Задание
Ответьте на три вопроса по фрагменту о гибели мичмана Домашенко.
1. В каком море началось несчастливое плавание «Азова»?
2. Чем был занят Домашенко, когда услышал голос за кормой?
3. В скольких саженях от шлюпки оба пошли на дно?

Для «Азова» плавание в Средиземном море началось несчастливо – мичман Домашенко погиб, спасая матроса. И Нахимов, промолчавший о том, как он сам пытался в Тихом океане спасти утопающего, – Нахимов теперь подробно описал подвиг товарища, ходившего с ним на «Крейсере».
«Был очень свежий ветер с дождем и жестокими порывами, волнение развело огромное, – рассказывает Павел Степанович все тому же Рейнеке. – В один из таких порывов крепили крюйсель. Матрос, бывший на штык-блоке, поскользнулся и упал за борт. Домашенко в это время сидел в кают-компании у окна и читал книгу, вдруг слышит голос за кормой, в ту же секунду кидается из окна сам за борт, хватает стул, прежде брошенный, плывет с ним к матросу и отдает ему оный, сам возле него держится без всего на воде (как жаль, что он не схватился вместо стула за бочонок, который тут же был брошен, тогда, быть может, они оба были бы спасены). Все возможное было употреблено к спасению их; шлюпка хотя с большою опасностью, но весьма скоро была спущена и уже совсем подгребала к ним, как в пяти саженях от шлюпки пошли оба на дно. О, любезный друг, какой великодушный поступок! Какая готовность жертвовать собой для пользы ближнего! Жаль, очень жаль, ежели этот поступок не будет помещен в историю нашего флота, а бедная мать и родные не будут награждены, которые им только и держались»[7].

Исходные данные
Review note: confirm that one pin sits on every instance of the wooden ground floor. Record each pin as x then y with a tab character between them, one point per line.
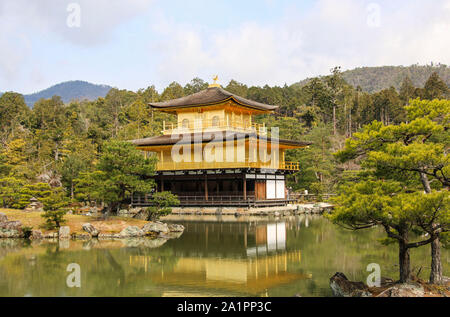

Ответ
1. В Средиземном море.
2. Он сидел в кают-компании у окна и читал книгу.
3. В пяти саженях.